#### RECORDS TO USE
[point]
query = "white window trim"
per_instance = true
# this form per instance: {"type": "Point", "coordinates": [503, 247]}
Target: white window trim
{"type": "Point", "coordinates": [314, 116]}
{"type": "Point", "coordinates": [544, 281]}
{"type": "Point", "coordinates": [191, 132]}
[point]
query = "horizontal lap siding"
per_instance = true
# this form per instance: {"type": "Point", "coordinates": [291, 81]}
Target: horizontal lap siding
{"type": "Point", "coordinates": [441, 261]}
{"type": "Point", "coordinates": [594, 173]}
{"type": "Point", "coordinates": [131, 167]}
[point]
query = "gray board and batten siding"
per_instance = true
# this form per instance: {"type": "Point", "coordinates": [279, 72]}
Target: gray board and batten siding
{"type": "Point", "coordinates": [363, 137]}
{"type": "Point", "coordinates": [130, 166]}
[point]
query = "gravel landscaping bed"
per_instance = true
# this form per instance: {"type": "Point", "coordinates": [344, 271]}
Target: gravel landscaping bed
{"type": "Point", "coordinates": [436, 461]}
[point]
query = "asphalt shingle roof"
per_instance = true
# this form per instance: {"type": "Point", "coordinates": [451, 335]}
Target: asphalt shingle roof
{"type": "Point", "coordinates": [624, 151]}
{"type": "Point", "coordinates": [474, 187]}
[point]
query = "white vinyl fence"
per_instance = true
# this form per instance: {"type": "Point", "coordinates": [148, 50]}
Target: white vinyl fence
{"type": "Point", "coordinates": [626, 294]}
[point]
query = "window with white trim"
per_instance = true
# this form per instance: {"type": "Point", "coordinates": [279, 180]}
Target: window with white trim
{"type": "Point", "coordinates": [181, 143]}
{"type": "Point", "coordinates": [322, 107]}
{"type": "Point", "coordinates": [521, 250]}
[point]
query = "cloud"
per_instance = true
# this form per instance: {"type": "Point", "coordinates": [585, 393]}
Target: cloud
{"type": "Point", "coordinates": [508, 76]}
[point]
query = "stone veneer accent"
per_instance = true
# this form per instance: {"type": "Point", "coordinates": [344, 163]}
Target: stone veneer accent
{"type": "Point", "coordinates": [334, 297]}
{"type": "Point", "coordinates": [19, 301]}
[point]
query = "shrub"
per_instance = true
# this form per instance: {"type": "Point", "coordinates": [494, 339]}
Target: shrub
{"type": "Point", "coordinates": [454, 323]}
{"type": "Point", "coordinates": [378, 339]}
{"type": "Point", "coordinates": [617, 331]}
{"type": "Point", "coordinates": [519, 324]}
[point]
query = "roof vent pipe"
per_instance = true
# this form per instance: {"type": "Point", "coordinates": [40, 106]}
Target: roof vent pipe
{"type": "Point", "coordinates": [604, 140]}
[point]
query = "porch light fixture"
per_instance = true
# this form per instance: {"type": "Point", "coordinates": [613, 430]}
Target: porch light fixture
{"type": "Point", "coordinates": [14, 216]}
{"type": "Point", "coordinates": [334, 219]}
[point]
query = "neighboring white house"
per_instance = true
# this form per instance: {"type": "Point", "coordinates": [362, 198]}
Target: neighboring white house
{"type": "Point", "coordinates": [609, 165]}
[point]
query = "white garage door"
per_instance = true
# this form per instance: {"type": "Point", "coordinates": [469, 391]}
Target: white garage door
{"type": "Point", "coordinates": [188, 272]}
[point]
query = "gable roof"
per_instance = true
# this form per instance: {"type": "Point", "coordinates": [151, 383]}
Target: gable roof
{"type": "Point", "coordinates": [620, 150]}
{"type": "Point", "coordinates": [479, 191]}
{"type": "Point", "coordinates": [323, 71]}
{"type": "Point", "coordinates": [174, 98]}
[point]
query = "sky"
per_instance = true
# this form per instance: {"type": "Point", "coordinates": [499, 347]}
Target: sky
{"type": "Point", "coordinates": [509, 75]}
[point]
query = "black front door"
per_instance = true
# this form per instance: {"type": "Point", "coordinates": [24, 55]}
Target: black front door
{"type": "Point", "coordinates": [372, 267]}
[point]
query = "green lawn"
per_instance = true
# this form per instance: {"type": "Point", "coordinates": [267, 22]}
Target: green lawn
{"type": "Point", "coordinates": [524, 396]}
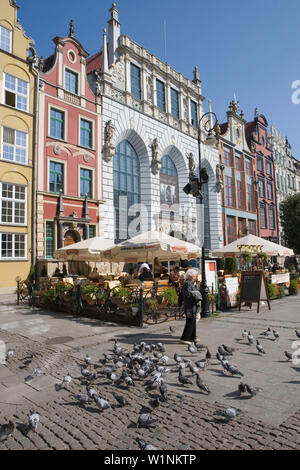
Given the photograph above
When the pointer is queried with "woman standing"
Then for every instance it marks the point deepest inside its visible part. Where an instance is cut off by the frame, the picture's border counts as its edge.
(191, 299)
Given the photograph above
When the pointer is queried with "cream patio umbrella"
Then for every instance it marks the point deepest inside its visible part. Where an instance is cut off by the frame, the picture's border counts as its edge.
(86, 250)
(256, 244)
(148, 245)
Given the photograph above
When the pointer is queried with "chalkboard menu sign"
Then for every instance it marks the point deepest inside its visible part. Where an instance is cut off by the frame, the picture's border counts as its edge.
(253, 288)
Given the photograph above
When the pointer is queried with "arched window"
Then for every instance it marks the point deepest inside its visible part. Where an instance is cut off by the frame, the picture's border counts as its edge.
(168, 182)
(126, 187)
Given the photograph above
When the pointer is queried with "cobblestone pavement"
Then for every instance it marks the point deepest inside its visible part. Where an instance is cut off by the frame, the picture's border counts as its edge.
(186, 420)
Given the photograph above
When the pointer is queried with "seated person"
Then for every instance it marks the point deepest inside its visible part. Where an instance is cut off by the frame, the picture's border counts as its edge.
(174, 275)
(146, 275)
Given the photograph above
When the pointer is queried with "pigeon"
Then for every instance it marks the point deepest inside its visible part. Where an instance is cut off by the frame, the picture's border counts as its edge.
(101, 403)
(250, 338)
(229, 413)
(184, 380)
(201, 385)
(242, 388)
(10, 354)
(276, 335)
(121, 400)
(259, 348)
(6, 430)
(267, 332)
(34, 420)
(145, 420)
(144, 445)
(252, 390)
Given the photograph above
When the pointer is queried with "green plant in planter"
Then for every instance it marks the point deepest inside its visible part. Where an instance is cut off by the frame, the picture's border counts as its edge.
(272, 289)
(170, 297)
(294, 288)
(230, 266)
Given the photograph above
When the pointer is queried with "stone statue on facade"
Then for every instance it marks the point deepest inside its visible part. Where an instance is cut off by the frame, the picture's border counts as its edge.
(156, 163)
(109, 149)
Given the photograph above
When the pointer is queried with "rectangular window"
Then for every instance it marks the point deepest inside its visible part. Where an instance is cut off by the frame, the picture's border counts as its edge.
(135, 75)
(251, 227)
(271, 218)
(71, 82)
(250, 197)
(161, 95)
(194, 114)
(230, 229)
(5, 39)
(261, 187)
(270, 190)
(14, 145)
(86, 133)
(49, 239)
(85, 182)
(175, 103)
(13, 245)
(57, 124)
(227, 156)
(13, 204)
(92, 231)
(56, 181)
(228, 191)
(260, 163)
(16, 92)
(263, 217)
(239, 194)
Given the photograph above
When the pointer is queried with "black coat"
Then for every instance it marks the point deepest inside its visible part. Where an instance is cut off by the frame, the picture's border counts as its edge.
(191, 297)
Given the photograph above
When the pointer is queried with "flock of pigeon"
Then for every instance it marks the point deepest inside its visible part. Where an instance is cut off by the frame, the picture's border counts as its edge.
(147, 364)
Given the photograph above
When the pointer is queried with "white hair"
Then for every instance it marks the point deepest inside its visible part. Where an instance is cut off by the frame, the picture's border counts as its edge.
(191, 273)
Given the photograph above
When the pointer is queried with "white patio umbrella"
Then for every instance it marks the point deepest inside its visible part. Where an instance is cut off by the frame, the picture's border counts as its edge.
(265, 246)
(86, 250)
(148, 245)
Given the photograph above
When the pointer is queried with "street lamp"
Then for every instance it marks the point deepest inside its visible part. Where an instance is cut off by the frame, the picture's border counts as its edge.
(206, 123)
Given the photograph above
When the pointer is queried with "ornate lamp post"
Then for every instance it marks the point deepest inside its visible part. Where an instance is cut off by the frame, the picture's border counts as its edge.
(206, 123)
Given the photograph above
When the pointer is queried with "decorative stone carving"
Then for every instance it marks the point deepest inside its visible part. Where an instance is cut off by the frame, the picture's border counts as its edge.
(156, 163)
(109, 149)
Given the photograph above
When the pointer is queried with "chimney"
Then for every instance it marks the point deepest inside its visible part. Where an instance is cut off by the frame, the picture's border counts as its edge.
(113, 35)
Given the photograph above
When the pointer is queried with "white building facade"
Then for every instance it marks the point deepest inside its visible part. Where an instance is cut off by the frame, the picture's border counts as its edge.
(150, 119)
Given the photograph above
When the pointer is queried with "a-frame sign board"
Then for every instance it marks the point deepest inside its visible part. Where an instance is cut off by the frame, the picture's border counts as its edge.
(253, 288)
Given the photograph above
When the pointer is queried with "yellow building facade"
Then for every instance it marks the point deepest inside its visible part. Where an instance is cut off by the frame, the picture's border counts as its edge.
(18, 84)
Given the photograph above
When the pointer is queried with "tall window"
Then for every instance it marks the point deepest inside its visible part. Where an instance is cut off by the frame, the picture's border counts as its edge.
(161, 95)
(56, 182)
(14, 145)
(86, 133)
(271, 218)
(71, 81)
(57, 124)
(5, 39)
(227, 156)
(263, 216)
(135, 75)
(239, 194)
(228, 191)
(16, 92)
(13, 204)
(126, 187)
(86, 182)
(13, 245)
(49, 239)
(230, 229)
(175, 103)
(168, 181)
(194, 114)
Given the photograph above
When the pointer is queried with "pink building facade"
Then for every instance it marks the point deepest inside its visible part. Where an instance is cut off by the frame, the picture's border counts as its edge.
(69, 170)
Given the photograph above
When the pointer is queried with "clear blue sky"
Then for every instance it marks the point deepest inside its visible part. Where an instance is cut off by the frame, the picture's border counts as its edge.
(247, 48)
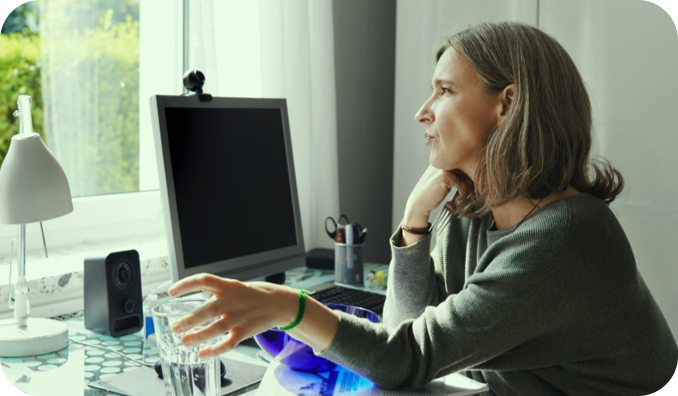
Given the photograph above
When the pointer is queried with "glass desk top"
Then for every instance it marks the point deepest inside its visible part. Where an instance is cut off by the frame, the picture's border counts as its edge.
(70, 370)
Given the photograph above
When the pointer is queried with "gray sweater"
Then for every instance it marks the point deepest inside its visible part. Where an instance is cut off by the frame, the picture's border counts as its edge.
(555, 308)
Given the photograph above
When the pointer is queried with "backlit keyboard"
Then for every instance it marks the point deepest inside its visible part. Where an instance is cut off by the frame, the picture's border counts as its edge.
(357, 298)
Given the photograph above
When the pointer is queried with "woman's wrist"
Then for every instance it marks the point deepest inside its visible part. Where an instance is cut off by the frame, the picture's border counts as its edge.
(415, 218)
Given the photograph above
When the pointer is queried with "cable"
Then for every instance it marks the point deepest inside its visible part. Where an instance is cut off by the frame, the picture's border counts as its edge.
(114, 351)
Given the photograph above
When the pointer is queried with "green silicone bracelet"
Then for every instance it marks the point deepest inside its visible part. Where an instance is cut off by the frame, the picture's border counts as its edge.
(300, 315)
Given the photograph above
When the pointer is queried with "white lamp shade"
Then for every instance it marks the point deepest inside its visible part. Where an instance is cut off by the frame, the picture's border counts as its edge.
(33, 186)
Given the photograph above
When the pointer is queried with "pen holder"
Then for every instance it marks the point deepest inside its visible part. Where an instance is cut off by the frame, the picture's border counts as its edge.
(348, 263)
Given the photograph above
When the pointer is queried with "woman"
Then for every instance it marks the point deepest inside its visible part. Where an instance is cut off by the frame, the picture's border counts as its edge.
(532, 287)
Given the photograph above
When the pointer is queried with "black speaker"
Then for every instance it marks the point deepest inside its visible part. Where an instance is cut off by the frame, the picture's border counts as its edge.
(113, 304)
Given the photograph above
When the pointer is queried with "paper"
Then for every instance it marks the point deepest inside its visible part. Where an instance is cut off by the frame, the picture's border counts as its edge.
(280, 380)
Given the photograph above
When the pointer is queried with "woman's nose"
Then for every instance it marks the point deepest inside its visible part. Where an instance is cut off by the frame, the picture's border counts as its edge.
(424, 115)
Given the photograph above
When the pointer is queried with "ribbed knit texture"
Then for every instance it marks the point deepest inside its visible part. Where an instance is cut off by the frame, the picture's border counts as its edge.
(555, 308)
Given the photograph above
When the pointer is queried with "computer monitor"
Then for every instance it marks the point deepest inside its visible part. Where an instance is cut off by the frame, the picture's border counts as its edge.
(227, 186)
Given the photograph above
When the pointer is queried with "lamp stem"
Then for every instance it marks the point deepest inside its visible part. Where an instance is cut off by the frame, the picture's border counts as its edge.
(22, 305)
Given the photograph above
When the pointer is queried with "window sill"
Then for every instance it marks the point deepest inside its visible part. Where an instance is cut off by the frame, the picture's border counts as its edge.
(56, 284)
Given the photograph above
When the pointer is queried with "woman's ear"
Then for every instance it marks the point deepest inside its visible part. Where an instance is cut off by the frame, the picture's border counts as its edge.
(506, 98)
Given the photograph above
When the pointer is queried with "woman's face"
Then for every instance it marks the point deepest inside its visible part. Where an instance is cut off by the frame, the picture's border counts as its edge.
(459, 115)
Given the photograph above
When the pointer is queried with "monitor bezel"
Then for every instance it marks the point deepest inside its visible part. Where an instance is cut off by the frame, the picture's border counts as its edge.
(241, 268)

#### AIM
Copy each line of the listing above that contains the word "monitor", and leave out all other lines.

#### SOLUTION TO THE EXERCISE
When the pointer is queried with "computer monitor"
When the pointer is queried with "monitor bezel"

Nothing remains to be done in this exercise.